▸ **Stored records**
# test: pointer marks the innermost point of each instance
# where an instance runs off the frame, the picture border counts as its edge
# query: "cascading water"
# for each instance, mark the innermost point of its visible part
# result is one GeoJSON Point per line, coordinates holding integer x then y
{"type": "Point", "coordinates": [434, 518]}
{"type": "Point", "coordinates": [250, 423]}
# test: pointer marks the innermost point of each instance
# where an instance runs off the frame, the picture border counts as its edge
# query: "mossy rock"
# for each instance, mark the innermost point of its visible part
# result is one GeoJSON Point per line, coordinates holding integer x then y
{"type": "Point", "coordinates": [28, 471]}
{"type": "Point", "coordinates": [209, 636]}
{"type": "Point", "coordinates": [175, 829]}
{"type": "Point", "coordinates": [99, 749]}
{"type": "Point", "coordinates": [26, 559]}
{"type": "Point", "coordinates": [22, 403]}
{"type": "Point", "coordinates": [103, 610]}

▸ **PROBLEM TO SOLVE**
Above are some records; extract every one of them exactly.

▸ **ANSWER BOX**
# test: pointer marks the innermost point of each instance
# where an instance runs off the frame, the picture border counts as its edge
# query: "cascading water"
# for each instance, mark the innermost point of its visible part
# result is one GeoJSON Point per line, coordinates holding integer x then y
{"type": "Point", "coordinates": [434, 518]}
{"type": "Point", "coordinates": [250, 423]}
# test: pointer marks the innermost point of each instance
# where an instance runs off the frame, the picture border counts as its edge
# query: "mossy rock"
# for each instance, mark the innermost point of its visible part
# result is one GeoJSON Point per line, coordinates holding integer x then y
{"type": "Point", "coordinates": [28, 471]}
{"type": "Point", "coordinates": [209, 636]}
{"type": "Point", "coordinates": [175, 829]}
{"type": "Point", "coordinates": [99, 749]}
{"type": "Point", "coordinates": [26, 559]}
{"type": "Point", "coordinates": [22, 403]}
{"type": "Point", "coordinates": [103, 610]}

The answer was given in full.